Keep each line of the material that includes "blue", and leave out the rest.
== EXTRACTED RECORDS
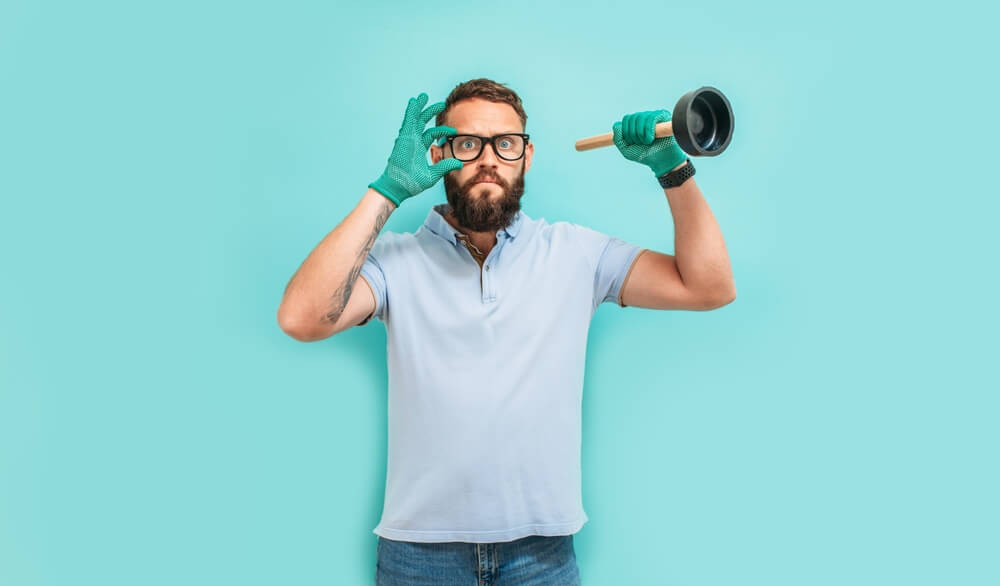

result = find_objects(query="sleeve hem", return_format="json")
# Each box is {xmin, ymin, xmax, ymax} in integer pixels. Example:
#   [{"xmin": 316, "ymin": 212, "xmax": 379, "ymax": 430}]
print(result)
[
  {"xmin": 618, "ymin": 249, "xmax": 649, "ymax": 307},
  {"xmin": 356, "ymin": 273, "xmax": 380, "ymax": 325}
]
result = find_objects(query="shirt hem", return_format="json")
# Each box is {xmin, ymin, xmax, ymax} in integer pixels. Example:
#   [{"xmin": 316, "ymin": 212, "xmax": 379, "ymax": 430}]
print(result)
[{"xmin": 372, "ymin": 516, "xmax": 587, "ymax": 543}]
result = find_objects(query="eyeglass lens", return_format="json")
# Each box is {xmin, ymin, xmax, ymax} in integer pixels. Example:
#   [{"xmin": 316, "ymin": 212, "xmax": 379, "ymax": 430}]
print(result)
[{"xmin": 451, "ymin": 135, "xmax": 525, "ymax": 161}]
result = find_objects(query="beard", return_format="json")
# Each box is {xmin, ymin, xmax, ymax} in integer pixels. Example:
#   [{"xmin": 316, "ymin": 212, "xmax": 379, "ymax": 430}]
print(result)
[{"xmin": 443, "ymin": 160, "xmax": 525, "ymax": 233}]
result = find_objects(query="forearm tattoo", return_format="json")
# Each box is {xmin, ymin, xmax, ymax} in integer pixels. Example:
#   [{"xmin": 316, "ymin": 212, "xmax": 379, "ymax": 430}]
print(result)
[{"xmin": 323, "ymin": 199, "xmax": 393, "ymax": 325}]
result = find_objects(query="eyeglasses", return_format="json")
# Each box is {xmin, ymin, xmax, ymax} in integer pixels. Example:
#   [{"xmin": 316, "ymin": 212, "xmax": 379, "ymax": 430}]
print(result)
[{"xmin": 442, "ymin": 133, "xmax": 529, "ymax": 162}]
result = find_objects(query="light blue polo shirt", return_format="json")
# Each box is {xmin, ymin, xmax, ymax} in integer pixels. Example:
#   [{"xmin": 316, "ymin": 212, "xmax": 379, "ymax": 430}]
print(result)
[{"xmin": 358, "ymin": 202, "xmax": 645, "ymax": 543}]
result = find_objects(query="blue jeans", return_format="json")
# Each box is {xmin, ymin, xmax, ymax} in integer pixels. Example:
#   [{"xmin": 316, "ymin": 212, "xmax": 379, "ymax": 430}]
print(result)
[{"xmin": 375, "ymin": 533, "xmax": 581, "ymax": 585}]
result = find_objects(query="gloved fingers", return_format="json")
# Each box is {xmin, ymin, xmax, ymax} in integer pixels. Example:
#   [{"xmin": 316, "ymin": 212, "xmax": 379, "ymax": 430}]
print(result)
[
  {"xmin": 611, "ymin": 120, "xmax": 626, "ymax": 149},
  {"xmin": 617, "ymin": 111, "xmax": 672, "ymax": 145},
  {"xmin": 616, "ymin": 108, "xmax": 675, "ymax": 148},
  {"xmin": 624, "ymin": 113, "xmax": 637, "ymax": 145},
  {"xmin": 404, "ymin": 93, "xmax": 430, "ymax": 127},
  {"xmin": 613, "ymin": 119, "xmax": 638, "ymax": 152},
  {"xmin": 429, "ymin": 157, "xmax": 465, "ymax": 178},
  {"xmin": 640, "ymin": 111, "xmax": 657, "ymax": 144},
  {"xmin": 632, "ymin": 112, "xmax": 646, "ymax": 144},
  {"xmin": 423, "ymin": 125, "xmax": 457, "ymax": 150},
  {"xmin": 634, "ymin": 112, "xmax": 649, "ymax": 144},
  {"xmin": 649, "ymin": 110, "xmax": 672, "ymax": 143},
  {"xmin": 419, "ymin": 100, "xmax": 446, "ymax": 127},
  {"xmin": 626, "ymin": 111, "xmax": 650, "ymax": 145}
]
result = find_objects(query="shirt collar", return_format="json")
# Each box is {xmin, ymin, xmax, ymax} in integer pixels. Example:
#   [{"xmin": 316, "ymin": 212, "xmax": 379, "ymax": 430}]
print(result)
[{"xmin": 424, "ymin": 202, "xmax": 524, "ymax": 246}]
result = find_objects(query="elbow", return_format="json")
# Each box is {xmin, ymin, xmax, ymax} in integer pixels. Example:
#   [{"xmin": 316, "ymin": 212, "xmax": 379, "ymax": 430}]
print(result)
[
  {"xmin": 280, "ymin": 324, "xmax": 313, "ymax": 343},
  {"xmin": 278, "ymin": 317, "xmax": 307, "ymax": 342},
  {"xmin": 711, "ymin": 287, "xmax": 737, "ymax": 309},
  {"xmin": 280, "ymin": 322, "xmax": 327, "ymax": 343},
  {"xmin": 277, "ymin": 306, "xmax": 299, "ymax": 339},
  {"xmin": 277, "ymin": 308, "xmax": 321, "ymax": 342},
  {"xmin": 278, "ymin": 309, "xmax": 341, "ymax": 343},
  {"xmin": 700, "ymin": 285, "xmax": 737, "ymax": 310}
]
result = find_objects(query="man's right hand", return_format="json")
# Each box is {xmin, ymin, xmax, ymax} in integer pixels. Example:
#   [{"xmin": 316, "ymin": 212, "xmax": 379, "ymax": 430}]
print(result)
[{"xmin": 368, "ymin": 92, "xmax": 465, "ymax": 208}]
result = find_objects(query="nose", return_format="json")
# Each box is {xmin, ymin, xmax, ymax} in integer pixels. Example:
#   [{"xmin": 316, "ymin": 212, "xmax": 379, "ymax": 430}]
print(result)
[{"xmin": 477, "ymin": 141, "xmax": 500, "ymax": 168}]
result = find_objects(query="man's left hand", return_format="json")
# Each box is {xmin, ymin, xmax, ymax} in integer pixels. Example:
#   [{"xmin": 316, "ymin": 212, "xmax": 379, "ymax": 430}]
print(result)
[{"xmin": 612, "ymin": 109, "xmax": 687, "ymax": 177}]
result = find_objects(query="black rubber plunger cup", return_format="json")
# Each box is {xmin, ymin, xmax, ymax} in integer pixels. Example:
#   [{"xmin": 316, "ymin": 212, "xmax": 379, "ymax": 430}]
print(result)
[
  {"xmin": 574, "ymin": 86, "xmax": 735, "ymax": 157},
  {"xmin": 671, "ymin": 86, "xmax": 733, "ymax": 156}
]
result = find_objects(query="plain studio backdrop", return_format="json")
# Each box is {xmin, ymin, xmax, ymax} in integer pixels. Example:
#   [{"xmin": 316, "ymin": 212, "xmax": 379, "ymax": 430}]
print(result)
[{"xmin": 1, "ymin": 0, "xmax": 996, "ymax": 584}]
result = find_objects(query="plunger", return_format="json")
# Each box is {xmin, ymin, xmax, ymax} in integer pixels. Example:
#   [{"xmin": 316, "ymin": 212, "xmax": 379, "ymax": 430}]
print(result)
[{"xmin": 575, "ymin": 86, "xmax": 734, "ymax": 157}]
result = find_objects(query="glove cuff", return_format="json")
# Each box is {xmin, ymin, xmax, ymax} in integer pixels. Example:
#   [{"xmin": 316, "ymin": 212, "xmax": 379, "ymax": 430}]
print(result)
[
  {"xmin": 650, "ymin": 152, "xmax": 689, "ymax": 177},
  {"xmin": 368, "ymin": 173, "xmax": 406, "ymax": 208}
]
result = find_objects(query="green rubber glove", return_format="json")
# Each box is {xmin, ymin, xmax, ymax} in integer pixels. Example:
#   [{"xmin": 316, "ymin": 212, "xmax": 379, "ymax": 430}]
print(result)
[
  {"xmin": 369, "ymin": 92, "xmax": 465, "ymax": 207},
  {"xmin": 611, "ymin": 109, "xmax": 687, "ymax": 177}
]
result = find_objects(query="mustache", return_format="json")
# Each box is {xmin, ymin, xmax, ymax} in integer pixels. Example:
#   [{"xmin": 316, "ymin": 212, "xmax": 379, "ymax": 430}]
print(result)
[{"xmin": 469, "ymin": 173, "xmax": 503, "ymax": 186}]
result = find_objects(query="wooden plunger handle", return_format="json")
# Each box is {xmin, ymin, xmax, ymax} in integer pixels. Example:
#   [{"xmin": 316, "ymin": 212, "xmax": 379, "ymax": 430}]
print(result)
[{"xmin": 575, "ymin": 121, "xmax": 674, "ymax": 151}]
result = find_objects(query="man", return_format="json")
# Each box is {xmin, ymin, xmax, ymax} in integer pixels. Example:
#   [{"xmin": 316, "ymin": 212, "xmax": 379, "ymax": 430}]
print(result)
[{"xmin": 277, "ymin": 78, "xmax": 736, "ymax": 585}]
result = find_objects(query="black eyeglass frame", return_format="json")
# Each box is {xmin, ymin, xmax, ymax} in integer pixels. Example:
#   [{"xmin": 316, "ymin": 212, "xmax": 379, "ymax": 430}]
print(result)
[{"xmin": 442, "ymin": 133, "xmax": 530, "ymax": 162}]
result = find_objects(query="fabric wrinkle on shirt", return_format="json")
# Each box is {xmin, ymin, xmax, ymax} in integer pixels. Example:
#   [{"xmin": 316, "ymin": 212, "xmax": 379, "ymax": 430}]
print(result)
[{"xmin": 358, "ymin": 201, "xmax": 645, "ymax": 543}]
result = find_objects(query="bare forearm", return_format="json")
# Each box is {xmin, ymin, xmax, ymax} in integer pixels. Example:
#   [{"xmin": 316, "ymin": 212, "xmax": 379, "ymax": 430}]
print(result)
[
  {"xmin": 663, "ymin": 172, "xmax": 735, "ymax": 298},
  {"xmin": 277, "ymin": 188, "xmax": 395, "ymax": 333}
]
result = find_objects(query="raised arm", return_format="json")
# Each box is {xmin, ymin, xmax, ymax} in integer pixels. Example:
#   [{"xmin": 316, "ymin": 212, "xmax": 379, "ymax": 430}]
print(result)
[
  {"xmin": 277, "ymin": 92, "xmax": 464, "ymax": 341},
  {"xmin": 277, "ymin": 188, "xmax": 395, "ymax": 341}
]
====
## WRITTEN SOLUTION
result = find_objects(query="light blue polo shirt", return_format="json")
result = find_objects(query="blue jeans", return_format="json")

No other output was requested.